| What the task requires |
Render the material below as a Markdown table with the columns Row and Text, giving each non-blank line its own numbered row in order and skipping blank lines.

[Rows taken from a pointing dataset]
*****

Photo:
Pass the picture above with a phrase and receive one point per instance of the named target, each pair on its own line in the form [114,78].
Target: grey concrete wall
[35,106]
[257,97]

*****

| Result of the exercise |
| Row | Text |
|---|---|
| 1 | Photo: |
| 2 | Pass the picture above with a phrase and receive one point per instance of the named target, each pair on its own line in the form [114,78]. |
| 3 | Target: grey concrete wall |
| 4 | [35,106] |
| 5 | [257,97] |